- [EXERCISE REQUIREMENTS]: Of the lines listed below, return exactly those that run from the line containing "Target: gravel rock border" through the line containing "Target: background house", both included.

[Point localization data]
Start of Block

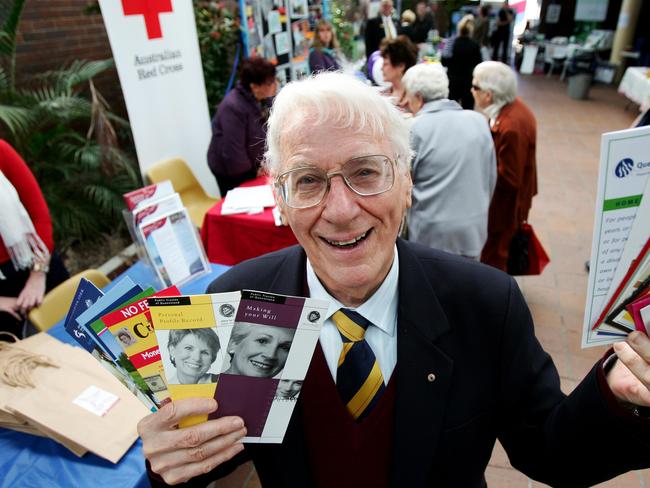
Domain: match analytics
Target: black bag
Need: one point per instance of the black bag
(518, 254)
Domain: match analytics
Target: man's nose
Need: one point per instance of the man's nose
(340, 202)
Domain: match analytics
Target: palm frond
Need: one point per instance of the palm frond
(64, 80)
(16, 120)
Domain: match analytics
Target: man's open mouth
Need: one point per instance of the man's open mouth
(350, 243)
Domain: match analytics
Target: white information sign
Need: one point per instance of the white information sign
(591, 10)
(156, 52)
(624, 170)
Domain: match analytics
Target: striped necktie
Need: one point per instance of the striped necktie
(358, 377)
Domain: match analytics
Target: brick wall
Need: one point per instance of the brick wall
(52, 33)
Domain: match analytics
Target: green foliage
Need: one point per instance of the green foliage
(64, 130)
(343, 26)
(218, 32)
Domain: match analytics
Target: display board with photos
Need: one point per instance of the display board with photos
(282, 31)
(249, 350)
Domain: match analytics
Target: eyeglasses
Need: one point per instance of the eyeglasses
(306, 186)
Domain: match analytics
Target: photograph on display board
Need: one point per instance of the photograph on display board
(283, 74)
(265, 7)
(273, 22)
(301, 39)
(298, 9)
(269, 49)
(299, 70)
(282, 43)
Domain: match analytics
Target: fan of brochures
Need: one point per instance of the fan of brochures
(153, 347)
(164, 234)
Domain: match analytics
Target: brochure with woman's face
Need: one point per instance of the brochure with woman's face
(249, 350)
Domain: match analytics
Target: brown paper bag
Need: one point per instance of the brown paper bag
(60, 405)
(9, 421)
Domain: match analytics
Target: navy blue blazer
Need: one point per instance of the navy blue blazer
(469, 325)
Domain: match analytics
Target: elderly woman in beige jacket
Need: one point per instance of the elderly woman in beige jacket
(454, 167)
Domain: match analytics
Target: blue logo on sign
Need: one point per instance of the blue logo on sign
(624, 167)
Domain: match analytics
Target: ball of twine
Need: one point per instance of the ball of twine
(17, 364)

End of Block
Start of Block

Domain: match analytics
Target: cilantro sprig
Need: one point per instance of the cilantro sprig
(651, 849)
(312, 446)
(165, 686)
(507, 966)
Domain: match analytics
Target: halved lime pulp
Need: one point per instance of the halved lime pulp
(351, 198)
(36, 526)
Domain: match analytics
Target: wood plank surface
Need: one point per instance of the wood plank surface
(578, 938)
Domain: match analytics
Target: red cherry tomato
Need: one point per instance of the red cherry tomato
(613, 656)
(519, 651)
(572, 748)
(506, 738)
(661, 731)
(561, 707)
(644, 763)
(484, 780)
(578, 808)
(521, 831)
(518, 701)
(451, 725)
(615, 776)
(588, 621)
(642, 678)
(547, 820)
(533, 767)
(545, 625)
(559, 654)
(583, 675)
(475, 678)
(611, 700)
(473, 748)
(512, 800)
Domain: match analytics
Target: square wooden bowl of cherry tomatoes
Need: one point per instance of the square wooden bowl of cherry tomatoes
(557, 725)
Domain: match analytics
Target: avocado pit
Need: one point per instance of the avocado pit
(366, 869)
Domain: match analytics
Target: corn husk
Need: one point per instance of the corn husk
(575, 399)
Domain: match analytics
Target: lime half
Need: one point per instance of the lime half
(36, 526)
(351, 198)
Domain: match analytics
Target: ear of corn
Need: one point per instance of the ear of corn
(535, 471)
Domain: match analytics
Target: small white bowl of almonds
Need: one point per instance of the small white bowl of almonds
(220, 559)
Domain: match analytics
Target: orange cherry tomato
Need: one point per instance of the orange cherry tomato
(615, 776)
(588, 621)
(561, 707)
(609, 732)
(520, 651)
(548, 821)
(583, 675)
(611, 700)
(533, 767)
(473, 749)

End of Block
Start of Block

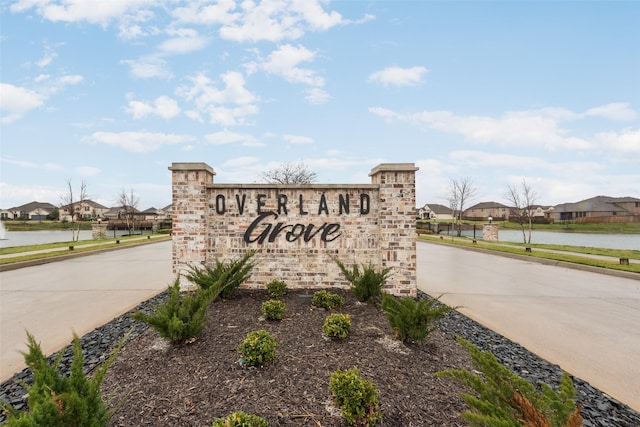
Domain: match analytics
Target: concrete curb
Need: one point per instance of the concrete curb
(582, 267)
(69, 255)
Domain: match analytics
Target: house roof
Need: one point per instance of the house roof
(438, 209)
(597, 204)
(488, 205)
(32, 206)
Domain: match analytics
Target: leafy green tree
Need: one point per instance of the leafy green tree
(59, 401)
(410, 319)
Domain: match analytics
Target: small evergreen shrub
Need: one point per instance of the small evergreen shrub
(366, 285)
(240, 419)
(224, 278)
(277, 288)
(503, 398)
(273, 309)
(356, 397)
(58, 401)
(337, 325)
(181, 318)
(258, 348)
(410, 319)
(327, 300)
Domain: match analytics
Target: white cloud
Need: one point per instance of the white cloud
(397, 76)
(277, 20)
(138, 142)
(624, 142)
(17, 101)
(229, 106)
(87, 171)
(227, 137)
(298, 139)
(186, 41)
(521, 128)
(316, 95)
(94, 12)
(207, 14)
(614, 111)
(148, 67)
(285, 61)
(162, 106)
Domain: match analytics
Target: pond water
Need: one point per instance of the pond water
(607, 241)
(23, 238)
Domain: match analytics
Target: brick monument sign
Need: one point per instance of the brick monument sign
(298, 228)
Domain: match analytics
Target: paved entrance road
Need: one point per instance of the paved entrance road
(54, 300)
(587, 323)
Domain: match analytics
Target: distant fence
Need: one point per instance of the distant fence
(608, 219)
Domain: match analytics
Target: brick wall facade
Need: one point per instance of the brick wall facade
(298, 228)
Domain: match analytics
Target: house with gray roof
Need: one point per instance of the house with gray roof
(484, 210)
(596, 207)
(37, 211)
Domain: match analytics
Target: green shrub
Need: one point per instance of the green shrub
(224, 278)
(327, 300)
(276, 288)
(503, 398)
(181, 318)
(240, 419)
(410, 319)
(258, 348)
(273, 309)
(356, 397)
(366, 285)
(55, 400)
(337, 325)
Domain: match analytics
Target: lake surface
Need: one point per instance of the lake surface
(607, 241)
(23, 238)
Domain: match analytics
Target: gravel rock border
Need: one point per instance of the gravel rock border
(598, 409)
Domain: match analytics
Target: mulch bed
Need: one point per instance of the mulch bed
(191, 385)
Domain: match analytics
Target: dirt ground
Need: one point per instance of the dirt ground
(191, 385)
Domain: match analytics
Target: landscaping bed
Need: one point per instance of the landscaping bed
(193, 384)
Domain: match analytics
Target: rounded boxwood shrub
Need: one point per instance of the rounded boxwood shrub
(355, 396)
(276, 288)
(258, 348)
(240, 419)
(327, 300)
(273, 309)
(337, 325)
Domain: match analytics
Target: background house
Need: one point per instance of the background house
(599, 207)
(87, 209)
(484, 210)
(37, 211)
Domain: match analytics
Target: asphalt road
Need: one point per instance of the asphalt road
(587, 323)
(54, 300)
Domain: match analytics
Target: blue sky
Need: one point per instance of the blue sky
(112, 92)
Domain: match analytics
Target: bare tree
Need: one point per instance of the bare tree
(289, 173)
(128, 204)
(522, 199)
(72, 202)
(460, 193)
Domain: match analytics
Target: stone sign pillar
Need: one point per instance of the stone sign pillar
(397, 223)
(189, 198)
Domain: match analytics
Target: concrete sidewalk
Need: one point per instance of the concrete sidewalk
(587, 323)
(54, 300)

End of Block

- [SOLVED PROBLEM]:
Target: gravel rock border
Need: one point per instance of the gravel rock border
(598, 409)
Domain: match analytics
Target: mulch bed
Need: one point per instance of the mulch bed
(191, 385)
Domain: match analytics
Target: dirt ground
Need: one point per instance of the dirt ground
(191, 385)
Domain: match analytics
Target: landscaping bed
Need: one point per instance of the landscaping bed
(193, 384)
Domain: match analytics
Target: rounded boxwood shrub
Need: one point per instance of the rounded boxwood shrub
(355, 396)
(276, 288)
(258, 348)
(240, 419)
(327, 300)
(273, 309)
(337, 325)
Domain: match analytics
Target: background house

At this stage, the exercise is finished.